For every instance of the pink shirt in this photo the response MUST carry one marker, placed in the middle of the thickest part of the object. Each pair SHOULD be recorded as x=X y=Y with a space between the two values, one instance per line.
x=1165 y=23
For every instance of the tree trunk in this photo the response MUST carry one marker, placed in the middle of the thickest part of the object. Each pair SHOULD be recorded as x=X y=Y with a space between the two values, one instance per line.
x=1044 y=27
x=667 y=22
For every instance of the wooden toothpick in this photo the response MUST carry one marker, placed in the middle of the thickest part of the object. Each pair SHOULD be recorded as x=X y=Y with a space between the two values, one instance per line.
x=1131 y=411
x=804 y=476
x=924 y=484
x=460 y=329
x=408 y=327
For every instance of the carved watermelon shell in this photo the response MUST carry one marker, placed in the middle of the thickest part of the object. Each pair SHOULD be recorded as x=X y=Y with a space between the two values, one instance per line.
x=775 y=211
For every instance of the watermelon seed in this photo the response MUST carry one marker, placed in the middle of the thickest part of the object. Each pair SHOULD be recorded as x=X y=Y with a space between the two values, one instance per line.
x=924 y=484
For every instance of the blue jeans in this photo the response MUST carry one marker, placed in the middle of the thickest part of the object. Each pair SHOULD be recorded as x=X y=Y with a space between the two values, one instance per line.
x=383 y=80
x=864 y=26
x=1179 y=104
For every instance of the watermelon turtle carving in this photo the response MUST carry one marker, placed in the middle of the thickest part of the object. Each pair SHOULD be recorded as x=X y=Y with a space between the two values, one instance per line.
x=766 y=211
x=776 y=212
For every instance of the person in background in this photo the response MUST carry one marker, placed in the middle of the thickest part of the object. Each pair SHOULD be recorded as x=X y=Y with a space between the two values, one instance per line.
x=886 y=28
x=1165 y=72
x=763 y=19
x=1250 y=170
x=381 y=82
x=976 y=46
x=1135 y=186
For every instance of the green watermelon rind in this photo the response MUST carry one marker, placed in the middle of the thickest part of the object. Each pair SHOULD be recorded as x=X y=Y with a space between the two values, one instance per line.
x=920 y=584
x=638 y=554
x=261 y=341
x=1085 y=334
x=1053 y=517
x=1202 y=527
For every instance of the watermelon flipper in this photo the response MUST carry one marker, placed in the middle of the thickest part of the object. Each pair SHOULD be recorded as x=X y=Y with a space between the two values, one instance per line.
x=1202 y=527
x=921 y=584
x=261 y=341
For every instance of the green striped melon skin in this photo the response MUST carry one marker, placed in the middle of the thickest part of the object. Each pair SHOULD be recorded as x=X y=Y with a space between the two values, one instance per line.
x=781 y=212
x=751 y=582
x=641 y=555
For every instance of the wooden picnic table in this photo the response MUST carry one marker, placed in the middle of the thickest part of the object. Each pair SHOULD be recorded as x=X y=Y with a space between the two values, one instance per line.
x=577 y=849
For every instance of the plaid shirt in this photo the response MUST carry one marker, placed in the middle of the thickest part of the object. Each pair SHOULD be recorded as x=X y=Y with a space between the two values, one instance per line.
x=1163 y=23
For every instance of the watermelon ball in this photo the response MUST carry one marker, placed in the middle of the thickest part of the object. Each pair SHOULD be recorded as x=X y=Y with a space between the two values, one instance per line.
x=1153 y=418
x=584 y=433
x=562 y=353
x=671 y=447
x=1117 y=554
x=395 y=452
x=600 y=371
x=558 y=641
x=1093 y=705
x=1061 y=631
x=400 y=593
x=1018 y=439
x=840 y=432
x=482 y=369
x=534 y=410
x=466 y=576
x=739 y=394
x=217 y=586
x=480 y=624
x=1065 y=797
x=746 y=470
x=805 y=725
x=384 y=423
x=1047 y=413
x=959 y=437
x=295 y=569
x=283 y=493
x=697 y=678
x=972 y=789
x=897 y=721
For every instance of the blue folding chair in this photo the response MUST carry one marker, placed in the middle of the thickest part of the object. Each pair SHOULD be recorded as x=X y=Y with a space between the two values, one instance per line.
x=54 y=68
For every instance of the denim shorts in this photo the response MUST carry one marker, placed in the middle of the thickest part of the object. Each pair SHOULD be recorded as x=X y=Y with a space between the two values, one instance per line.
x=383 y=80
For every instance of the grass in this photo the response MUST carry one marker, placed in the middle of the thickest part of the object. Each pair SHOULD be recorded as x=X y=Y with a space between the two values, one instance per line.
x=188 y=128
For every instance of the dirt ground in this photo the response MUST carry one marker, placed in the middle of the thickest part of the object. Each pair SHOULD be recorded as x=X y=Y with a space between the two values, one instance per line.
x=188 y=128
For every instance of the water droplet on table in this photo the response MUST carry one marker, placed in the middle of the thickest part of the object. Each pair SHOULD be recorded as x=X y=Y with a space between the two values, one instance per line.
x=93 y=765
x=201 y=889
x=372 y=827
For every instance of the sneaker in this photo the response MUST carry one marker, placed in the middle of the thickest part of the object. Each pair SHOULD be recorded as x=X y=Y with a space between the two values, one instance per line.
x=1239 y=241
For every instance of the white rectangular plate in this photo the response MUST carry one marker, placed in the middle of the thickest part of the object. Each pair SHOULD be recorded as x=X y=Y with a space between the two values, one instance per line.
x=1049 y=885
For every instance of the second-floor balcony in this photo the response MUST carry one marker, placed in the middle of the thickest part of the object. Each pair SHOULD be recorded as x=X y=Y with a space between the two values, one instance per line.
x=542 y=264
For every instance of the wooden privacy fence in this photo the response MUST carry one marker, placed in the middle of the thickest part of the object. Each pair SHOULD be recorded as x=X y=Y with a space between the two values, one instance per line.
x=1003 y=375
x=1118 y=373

________________

» EXERCISE DETAILS
All of the data, from the first line to the last, should be written out exactly.

» SOLUTION TO THIS PROBLEM
For every instance of the pink shirt in this photo the response MUST carry one marker, placed in the middle of the thickest part of the object. Each pair SHOULD be recorded as x=X y=Y with a space between the two values, one instance per line.
x=1165 y=23
For every instance of the tree trunk in this photo the response MUST carry one marker, placed in the middle of the thickest part of the object. Each pair SHOULD be recorded as x=X y=Y with a space between the two values, one instance per line.
x=1044 y=27
x=667 y=22
For every instance of the wooden toothpick in this photo the response MUST carry one marker, placed in the middle of the thickest part of the object. Each pair SHOULD be recorded as x=X y=Y with a space between the two values, one instance per line.
x=1131 y=411
x=804 y=476
x=924 y=484
x=460 y=329
x=408 y=327
For every instance of the carved watermelon shell in this photo the response MUST carry one marker, placed in the middle of the thickest part of the object. Each pair SHOULD be recorded as x=X y=Y with a space between the two values, one instance per line.
x=775 y=211
For every instance of the watermelon seed in this photo the response MUST carry one marker, placed in the middle of the thickest part of the object. Each pair SHOULD be recorded as x=X y=Y with a space between the two values, one instance per line.
x=924 y=484
For every instance of the blue jeans in this photo the response MUST carry one marker, placed in the middle of the thickest part of the object. Each pair SHOULD be recorded as x=X y=Y with a space between the two values, one instance per line.
x=383 y=80
x=864 y=26
x=1179 y=104
For every instance of the watermelon turtle carving in this photo the response MUST carry one marker, placed in the middle of the thickest part of the object. Each pair SHOULD be recorded as x=X y=Y with a space between the two values, one instance per line.
x=766 y=211
x=776 y=212
For every instance of the person in background in this photo the response MUST carry one marker, placed in the middle of the thickest part of the object. Each pair SHOULD be recorded as x=X y=Y with a space between the two values, one instance per line.
x=886 y=28
x=1165 y=72
x=763 y=19
x=1250 y=170
x=381 y=82
x=976 y=46
x=1135 y=186
For every instance of the green watermelon rind in this photo the response MUST carry one marker, placed in the middle of the thickest part of the object. Each pair SHOULD be recorded as x=X y=Y with a space between the two values, one instance per line.
x=920 y=584
x=638 y=554
x=261 y=341
x=1085 y=334
x=1053 y=517
x=1202 y=527
For every instance of the watermelon flipper in this photo the response MUST carry one marker, placed in the middle of the thickest part of the object. Each pair SHOULD be recorded as x=X y=Y with a space between the two values, one instance per line.
x=1202 y=527
x=921 y=584
x=261 y=341
For every instance of the green striped melon skin in this photo the response MUST carry one marker, placed in the middle of the thickest part of the object. Each pair SHOULD be recorded as x=X y=Y with a space between the two values, one instance per line.
x=781 y=212
x=751 y=582
x=641 y=555
For every instance of the wooden picnic table in this photo the response MUST carry one marker, placed in the middle of the thickest part of the object. Each pair SHOULD be recorded as x=X y=Y with a space between the two values, one instance per line.
x=577 y=849
For every instance of the plaid shirt in this photo the response MUST carry one marker, placed in the middle of the thickest part of the object. Each pair SHOULD be recorded as x=X y=Y with a space between the two values, one instance per line.
x=1163 y=23
For every instance of the watermelon ball in this photo the response MUST carry one marker, placed in the middle of the thickest part of the object. Each pair SHOULD be recorded as x=X y=Y with a space between the two values, one instance per line.
x=1153 y=418
x=584 y=433
x=562 y=353
x=671 y=447
x=1117 y=554
x=395 y=452
x=600 y=371
x=558 y=641
x=1093 y=705
x=1061 y=631
x=400 y=593
x=1018 y=439
x=840 y=432
x=482 y=369
x=534 y=410
x=466 y=576
x=739 y=394
x=217 y=586
x=480 y=624
x=1065 y=797
x=746 y=470
x=805 y=725
x=384 y=423
x=1047 y=413
x=959 y=437
x=295 y=569
x=283 y=493
x=697 y=678
x=972 y=789
x=897 y=721
For every instance of the blue folding chair in this photo the response MUST carry one marker, placed in the middle of the thickest part of the object. Each pair SHOULD be recorded as x=X y=Y with a space between the two values, one instance per line.
x=54 y=68
For every instance of the denim shorts in this photo the response MUST carry one marker, placed in the middle of the thickest part of the object. Each pair SHOULD be recorded as x=X y=Y with a space between the two values, one instance per line.
x=383 y=80
For every instance of the grass in this photo the response MUST carry one marker, placed in the middle of the thickest part of the object. Each pair SHOULD be recorded as x=X y=Y with a space between the two values, one instance per line.
x=188 y=128
For every instance of the dirt ground in this photo the response MUST carry one marker, placed in the middle of the thickest part of the object. Each pair SHOULD be recorded as x=X y=Y with a space between the two values, one instance per line.
x=188 y=128
For every instance of the water droplet on table in this photo the response MUST carry one marker, placed in the middle of the thickest part of the object. Each pair SHOULD be recorded as x=X y=Y with a space between the two values, one instance per line.
x=93 y=765
x=201 y=889
x=372 y=827
For every instance of the sneaker in this photo the response MUST carry one marker, placed in the middle of the thickest part of the object. Each pair SHOULD be recorded as x=X y=Y with a space between the two values, one instance per line.
x=1239 y=241
For every instance of the white rectangular plate in this photo the response MUST carry one marker, placed in the middle of the thickest part of the object. Each pair SHOULD be recorded as x=X y=Y with a space between the two values, one instance per line.
x=1049 y=885
For every instance of the second-floor balcony in this photo the response MUST carry one marker, placed in the middle of the thickest part of the object. Each pair SHOULD be recorded as x=X y=Y with a space between the two values, one instance per line.
x=542 y=264
For every instance of the wooden privacy fence in this photo the response MUST carry one marker, placed in the middle of the thickest part of the object. Each pair SHOULD be recorded as x=X y=Y with a space between the two values, one instance per line.
x=1003 y=375
x=1118 y=373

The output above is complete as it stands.